┌─ Source text

Assistant U.S. Attorney Michael Liebman told a D.C. Superior Court hearing on May 16 that the government considers the incident a hate crime. But a spokesperson for the U.S. Attorney’s office said later that the government has not charged the case as a hate crime and that the case remains under investigation.
Liebman said defendant Pfc. Michael Poth, 20, shouted an anti-gay slur at Lance Cpl. Philip Bushong, 23, and Bushong’s gay friend, whom authorities have not identified.
Liebman told Judge Ronna L. Beck, who presided over a preliminary hearing, that the anti-gay slur came minutes before Poth and Bushong got into a verbal and physical altercation during which Poth allegedly plunged a pocket knife into Bushong’s upper chest, piercing his heart.
Bushong was pronounced dead a short time later at a hospital. D.C. police charged Poth with second-degree murder while armed. Police didn’t initially list the incident as a hate crime.
Liebman did not identify Bushong’s gay male friend, saying only that Poth saw Bushong and the friend hugging on the sidewalk outside Molly Malone’s bar and restaurant on the 700 block of 8th Street, S.E. The bar is located across the street from the Marine barracks at 8th and I Streets, S.E., where Poth had been stationed.
“This was a hate crime,” the Washington Post quoted Liebman as saying at the hearing. “The victim and his friend were embracing outside.”

└─

**Problem:** Continue the news report on the Marine stabbing case from the point where it stops.

┌─ Excerpted data

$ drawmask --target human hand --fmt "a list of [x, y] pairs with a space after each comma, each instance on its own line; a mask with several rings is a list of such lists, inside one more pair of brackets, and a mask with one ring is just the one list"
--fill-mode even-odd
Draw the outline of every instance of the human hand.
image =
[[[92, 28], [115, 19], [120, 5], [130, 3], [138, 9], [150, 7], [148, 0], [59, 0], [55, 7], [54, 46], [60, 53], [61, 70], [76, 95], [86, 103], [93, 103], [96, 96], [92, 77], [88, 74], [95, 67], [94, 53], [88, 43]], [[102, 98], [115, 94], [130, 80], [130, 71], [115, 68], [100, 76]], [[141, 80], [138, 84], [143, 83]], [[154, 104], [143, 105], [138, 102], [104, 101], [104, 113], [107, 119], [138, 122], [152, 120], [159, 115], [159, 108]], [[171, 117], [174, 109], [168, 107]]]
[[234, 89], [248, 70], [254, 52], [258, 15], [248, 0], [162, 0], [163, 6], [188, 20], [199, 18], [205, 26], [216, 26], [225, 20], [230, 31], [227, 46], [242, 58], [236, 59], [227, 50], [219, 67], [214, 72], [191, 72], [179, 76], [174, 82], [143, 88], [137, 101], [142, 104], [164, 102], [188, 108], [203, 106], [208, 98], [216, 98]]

└─

**Answer box:**
Friends of Bushong have said he was straight. He had been stationed at the Marine Corps base at Camp Lejeune, N.C., and was visiting Washington, where he planned to move, friends and family members said. At the time of his death, Bushong was days away from being discharged honorably after having completed his term of enlistment.
Poth’s attorney, David Benowitz, argued at the hearing that Poth acted in self-defense. He pointed to one of several video surveillance tapes played at the hearing which showed Poth on the ground before getting back on his feet. Benowitz said Poth was on the ground because Bushong hit or pushed him.
Benowitz also noted at the hearing that a witness told police that Bushong was the first to initiate contact with Poth. At the time of his arrest, Poth told D.C. police homicide detectives that Bushong punched him in the face and head and he stabbed Bushong in self-defense.
According to accounts in the Post and the Washington Times, Benowitz argued that the facts in the case didn’t support a second-degree murder charge and that the charged should be reduced to manslaughter.
Court records show that Judge Beck denied the request to lower the charge and ruled that prosecutors established probable cause that Poth committed second-degree murder while armed. She scheduled a felony status hearing for the case on July 13.
Beck’s ruling came after D.C. Police homicide Det. Dwayne Partman testified at the hearing that a witness told police Poth shouted he was “going to stab somebody and cut their lungs out” just after he walked past Molly Malone’s bar. Partman testified that the witness said Poth made that remark while Bushong and his gay male friend along with other people were standing in front of Molly Malone’s, the Post reported.
The Post also reported that two members of the Marines dressed in civilian clothes entered the courtroom before the hearing began and informed the attorneys that the Marines had given Poth an other than honorable discharge based on poor conduct that occurred prior to Bushong’s murder.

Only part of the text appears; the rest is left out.